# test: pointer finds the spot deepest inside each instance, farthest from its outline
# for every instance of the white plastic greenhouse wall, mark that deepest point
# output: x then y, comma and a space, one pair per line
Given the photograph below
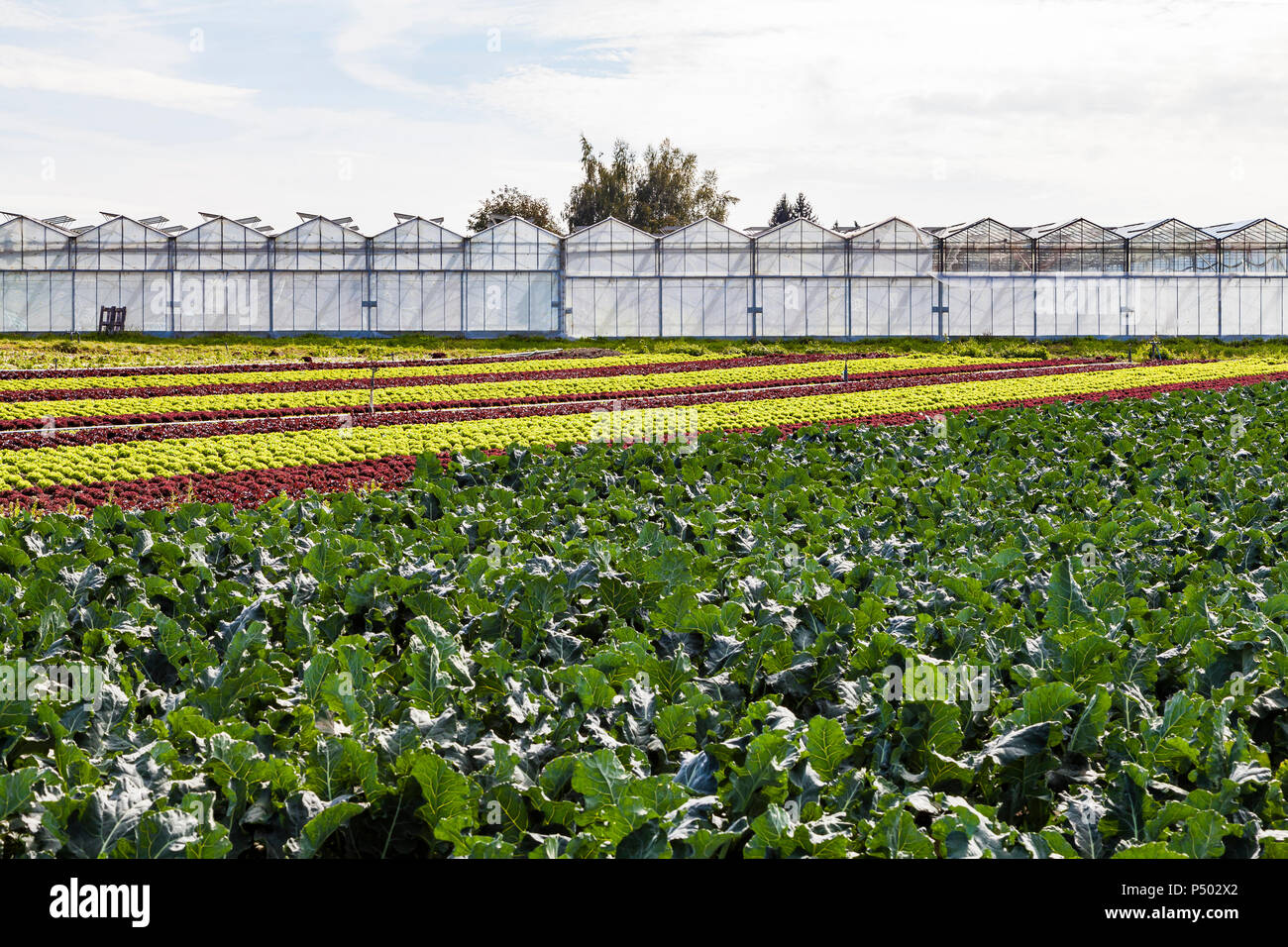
608, 279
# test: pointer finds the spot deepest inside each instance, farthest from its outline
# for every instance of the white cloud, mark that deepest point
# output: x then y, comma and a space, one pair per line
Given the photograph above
29, 68
936, 110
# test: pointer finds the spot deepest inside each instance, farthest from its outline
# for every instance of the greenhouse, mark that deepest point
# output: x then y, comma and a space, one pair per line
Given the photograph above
888, 278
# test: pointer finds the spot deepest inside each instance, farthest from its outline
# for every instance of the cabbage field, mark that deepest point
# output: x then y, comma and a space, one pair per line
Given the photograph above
645, 607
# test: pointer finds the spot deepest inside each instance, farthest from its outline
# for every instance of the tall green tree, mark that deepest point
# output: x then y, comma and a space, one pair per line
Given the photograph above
803, 209
782, 211
509, 201
662, 189
786, 210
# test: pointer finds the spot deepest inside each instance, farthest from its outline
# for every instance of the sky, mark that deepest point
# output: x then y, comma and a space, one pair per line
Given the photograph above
939, 111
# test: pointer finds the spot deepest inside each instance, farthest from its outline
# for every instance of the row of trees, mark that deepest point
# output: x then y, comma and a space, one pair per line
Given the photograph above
656, 191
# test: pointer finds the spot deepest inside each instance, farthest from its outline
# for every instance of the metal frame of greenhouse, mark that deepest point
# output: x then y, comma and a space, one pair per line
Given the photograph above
888, 278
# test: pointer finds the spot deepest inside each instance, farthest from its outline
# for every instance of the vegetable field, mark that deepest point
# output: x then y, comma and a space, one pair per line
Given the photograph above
160, 436
647, 605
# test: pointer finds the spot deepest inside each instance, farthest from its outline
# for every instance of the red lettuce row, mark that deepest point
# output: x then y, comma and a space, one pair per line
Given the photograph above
239, 487
249, 487
403, 381
128, 371
236, 414
438, 412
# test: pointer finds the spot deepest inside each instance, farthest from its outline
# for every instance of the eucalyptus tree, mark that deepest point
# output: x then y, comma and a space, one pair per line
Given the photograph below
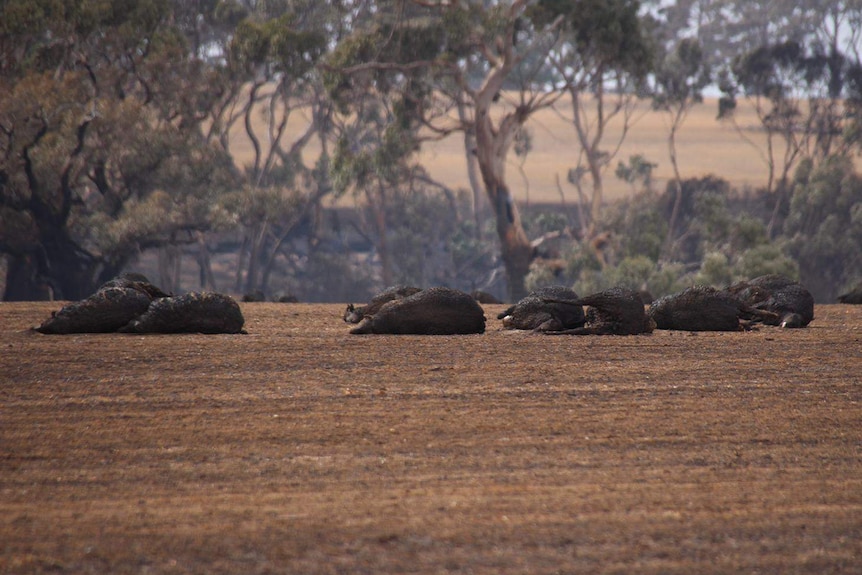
432, 60
101, 153
268, 72
680, 79
602, 57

EXERCISE AIM
Please locate each line in the rows above that contains the word "white" and copy those lines out.

RESPONSE TO THIS TASK
# for every instance of the white plastic greenhouse wall, mark that deepest point
# for every instance of the white cloud, mark that deepest point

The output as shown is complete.